======== ESTRATTO DEL DOCUMENTO ========
L’ospedale San Paolo, inaugurato nel 1978, dispone di 635 posti letto di degenza ed è polo universitario perché ospita le sezioni distaccate della facoltà di medicina e chirurgia dell’Università degli Studi di Milano e la sezione del corso di laurea in infermieristica e fisioterapia. Il San Carlo Borromeo, inaugurato nel 1967 nel quartiere di San Siro, ha 500 posti letto e ogni anno vi sono circa ventimila ricoveri, metà dei quali inviati dal Pronto Soccorso. Sono inoltre erogate circa un milione di prestazioni specialistiche nel poliambulatorio. La riforma regionale del 2015 ha accorpato i due ospedali in un’unica Azienda Socio Sanitaria Territoriale. Si è trattato di un primo passo verso la realizzazione di un ospedale unico che però, nonostante il progetto faraonico della giunta, avrebbe avuto solo 750 posti letto, un numero inferiore di 1/3 rispetto alla somma di quelli ora esistenti. E’ ciò che si prevede anche a Cremona: 450 posti letto a fronte degli attuali 1.400. Il costo dell’opera sarebbe stato di 390 milioni dei quali 330 presi dai fondi ottenuti dal governo e 60 da un fondo di 90 milioni precedentemente stanziato proprio per il San Paolo e il San Carlo ai quali ne sarebbero restati solo 30 per gli interventi di manutenzione ordinaria.
======== ESTRATTI DEI DATI ========
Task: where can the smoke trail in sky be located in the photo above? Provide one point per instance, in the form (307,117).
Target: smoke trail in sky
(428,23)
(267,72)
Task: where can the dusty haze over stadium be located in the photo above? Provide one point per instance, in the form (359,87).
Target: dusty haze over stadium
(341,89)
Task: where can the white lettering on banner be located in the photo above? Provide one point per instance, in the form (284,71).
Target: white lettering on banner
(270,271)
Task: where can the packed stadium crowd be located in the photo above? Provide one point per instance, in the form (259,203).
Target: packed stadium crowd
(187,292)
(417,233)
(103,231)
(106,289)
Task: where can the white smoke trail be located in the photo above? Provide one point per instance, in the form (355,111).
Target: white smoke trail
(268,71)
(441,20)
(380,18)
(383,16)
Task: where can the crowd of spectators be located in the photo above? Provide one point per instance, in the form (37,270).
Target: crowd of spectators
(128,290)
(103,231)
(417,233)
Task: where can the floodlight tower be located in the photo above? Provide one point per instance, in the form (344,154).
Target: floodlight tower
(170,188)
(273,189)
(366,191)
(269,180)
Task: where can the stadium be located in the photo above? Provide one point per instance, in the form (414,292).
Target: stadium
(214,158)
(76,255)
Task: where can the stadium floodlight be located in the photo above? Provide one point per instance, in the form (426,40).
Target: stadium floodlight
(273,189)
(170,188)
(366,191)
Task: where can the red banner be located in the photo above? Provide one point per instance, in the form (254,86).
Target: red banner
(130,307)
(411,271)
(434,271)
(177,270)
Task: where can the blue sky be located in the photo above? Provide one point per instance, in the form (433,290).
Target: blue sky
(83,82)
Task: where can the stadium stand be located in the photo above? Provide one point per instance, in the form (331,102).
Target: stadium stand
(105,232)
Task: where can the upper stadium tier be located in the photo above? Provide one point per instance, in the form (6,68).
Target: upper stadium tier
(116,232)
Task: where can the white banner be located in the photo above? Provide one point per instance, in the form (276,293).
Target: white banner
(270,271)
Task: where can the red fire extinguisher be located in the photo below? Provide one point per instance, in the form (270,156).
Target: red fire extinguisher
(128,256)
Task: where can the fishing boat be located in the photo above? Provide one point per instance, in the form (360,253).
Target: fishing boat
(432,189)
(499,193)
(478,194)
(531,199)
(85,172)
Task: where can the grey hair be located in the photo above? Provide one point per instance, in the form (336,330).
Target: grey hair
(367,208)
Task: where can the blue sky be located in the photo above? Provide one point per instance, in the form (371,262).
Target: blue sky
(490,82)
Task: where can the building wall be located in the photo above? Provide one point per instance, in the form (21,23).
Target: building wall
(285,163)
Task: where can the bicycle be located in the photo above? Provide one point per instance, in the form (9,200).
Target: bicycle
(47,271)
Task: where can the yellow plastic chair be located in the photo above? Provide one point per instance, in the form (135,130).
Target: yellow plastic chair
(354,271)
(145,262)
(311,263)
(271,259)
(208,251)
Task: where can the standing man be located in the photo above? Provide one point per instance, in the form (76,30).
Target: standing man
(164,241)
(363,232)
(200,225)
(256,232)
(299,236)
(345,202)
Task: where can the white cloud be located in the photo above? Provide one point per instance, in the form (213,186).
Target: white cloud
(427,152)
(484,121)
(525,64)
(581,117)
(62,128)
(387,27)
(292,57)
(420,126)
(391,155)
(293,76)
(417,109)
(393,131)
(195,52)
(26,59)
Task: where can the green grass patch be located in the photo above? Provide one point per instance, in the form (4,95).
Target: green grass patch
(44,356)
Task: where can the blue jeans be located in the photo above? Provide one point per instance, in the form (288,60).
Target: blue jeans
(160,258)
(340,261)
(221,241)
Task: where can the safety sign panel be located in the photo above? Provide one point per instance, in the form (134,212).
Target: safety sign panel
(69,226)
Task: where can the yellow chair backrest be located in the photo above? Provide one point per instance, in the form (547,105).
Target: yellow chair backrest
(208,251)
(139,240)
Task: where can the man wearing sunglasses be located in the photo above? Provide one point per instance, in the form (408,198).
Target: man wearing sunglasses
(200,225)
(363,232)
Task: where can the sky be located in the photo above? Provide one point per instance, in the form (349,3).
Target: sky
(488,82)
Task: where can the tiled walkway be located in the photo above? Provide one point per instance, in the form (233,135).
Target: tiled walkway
========
■ COME PROCEDERE
Prosegui il testo sugli ospedali San Paolo e San Carlo, ripartendo dopo la sua ultima frase.

■ RISULTATO
Le proteste dei lavoratori preoccupati per il loro futuro occupazionale e dei comitati di difesa della salute pubblica sono state immediate a partire da una raccolta di firme e culminate in un flash mob in piazza Duomo il 18 gennaio 2021. Bersaglio della protesta era stato l’assessore Gallera che di fronte alle continue obiezioni sul rischio che l’immensa area potesse ritrovarsi allo sbando senza un’adeguata ed efficiente assistenza sanitaria ospedaliera pubblica, rispondeva sempre sprezzantemente che “a Milano ci sono tanti ospedali e uno può andare dove vuole”. Durante la manifestazione era stato chiesto che i due ospedali non venissero chiusi e che la popolazione con i suoi organismi associativi fosse coinvolta nelle decisioni, predisponendo un piano territoriale generale per rispondere a tutti i suoi bisogni di salute. Era stato inoltre chiesto che venisse garantita la massima trasparenza nella gestione dei soldi e che nessun nuovo ospedale privato in costruzione venisse convenzionato con il pubblico.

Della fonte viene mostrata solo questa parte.